A health treaty will benefit everyone, not only the poorer countries. As we have seen with Ebola, Zika and other outbreaks, today’s threats know no borders. Ebola spun out of control due in part to understaffed health systems in the countries immediately affected. There was also a lack of public trust in health authorities and a gulf between communities and health professionals. A treaty for more equitable health systems would push governments and international bodies to remedy these underlying problems, leading to faster containment of outbreaks.
For those who argue that such a treaty would be ignored by the very governments that sign it, we call attention to a previous WHO treaty, the Framework Convention on Tobacco Control, which has led to the rapid growth of forceful tobacco control legislation around the world. Little more than a decade since the treaty took effect, dozens of countries have banned smoking in public places, cracked down on tobacco advertising, and instituted significant tobacco taxes. The new Framework Convention on Global Health could be similarly transformative and is every bit as necessary.
We are under no illusions. Establishing a Framework Convention on Global Health is an ambitious undertaking. But ambition, rooted in universal human rights, is precisely what is needed to eliminate unconscionable health inequalities, protect us from emerging threats, and better promote public health. The right to health for all is the path toward true global health security. Joining together in this treaty would bring countries together in a common venture for global health — and help heal a fractured world.
-=-=-
* _To do_:
1 - Decide whether each statement agrees with the passage on a global health treaty: (a) understaffed health systems partly explain why Ebola got out of control; (b) the tobacco control convention has had little effect on legislation; (c) setting up the new convention will be simple. Answer yes or no for each, quoting the words of the passage that decide it.
2 - Set down the part of the passage on a global health treaty between "A health treaty" and "containment of outbreaks.", inclusive.
The records play no part in this exercise.

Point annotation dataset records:
-=-=-
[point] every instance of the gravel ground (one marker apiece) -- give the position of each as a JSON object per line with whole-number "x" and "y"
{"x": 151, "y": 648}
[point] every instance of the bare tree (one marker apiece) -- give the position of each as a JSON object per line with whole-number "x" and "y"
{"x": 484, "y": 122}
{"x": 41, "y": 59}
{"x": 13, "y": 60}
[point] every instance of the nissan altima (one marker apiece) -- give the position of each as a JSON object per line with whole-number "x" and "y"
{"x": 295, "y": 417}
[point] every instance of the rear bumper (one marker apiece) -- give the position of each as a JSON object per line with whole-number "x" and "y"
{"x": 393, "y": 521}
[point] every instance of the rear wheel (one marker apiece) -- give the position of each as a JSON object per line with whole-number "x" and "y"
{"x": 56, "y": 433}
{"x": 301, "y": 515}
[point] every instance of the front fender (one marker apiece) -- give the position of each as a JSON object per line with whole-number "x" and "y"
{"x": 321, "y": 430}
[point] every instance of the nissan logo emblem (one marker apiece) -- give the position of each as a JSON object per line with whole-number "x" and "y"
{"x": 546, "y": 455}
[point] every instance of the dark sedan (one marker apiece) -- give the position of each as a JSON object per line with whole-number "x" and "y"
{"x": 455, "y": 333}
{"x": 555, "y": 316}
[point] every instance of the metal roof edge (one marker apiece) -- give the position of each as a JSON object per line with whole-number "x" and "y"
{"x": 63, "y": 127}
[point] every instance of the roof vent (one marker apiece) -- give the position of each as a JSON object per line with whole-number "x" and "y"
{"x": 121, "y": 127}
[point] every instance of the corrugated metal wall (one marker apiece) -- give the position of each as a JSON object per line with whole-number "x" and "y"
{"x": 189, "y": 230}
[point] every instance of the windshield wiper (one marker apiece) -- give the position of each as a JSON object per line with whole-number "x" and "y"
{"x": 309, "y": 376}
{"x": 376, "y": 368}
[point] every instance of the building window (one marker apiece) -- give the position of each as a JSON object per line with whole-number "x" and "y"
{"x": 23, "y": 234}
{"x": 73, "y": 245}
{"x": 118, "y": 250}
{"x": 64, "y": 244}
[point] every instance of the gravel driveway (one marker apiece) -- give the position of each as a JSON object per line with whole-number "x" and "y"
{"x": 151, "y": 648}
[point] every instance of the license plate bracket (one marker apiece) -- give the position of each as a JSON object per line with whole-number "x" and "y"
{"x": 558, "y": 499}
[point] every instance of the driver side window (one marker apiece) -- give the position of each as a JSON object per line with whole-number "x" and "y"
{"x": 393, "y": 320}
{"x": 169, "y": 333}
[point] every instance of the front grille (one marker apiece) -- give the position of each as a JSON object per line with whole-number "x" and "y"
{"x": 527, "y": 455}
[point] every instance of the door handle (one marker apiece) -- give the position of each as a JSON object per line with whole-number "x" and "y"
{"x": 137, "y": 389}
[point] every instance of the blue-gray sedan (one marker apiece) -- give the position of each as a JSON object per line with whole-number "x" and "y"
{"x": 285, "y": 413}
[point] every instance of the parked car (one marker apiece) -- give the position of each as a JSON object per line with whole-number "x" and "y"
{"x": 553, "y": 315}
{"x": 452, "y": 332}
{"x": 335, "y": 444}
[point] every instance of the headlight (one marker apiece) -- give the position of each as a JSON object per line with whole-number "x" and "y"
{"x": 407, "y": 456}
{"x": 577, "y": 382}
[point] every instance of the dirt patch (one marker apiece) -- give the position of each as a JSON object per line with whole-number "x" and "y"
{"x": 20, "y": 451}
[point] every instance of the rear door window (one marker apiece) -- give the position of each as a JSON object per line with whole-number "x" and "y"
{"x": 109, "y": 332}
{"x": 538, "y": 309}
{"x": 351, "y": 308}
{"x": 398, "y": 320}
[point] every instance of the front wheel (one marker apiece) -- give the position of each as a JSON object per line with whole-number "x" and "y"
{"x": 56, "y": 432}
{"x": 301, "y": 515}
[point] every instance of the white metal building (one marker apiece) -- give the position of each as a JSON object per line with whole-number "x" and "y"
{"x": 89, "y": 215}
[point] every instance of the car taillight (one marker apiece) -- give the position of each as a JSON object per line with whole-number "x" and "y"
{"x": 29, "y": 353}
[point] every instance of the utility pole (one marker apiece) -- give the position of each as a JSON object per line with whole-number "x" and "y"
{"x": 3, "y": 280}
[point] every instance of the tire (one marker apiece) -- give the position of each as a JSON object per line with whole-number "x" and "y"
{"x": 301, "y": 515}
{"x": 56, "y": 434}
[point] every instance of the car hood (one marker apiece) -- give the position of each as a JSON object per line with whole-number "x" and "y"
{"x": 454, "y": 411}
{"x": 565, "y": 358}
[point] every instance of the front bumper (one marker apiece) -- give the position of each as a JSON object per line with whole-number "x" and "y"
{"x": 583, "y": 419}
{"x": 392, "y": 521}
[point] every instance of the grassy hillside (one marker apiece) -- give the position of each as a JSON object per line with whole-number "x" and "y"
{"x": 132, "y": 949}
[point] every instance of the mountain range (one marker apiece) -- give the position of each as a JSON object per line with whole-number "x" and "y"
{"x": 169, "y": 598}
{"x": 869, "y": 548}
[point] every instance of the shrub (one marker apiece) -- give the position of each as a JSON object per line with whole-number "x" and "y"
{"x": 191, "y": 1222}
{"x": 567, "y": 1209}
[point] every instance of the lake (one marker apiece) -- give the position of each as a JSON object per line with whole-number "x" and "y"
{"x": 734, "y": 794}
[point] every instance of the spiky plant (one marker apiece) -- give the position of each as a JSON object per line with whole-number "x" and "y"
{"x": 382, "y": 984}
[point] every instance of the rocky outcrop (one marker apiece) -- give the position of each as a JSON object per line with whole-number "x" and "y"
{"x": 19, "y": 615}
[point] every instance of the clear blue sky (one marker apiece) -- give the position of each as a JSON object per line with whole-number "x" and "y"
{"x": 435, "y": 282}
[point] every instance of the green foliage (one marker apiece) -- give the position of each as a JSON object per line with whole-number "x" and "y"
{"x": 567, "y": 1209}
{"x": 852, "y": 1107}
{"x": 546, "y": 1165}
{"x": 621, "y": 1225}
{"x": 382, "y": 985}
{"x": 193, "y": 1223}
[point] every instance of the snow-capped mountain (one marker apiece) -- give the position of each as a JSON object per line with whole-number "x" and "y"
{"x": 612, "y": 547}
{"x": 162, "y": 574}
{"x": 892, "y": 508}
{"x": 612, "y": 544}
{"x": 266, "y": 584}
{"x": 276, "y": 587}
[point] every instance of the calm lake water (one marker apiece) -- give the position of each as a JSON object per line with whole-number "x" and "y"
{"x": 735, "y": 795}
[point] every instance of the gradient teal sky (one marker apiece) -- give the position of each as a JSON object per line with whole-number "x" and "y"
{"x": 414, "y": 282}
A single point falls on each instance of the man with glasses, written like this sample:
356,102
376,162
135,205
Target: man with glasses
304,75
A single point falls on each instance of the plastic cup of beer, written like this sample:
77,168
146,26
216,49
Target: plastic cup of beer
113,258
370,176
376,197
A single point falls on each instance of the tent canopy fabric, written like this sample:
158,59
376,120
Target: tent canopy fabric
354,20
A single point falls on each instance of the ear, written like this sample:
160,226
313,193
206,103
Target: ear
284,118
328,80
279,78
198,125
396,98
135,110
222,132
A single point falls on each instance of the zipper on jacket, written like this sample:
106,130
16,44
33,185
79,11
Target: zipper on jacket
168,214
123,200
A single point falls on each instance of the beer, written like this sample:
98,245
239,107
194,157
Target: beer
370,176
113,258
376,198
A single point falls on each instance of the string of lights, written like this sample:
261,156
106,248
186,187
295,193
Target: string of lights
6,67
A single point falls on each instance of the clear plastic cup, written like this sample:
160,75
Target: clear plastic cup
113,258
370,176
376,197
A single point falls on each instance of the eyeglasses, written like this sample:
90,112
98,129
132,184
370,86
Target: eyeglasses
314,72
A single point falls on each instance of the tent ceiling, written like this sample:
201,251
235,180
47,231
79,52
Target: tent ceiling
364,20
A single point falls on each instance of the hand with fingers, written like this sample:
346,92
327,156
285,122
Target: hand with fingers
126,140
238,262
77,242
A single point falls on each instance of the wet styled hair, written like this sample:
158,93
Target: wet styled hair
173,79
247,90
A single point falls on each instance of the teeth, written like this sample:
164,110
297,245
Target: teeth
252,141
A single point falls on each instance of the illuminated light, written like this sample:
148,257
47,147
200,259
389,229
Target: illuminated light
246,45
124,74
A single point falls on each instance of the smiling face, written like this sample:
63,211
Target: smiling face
-=-=-
* _Per-task answers_:
1 -
(a) Yes: "Ebola spun out of control due in part to understaffed health systems in the countries immediately affected."
(b) No: "has led to the rapid growth of forceful tobacco control legislation around the world"
(c) No: "Establishing a Framework Convention on Global Health is an ambitious undertaking."

2 -
A health treaty will benefit everyone, not only the poorer countries. As we have seen with Ebola, Zika and other outbreaks, today’s threats know no borders. Ebola spun out of control due in part to understaffed health systems in the countries immediately affected. There was also a lack of public trust in health authorities and a gulf between communities and health professionals. A treaty for more equitable health systems would push governments and international bodies to remedy these underlying problems, leading to faster containment of outbreaks.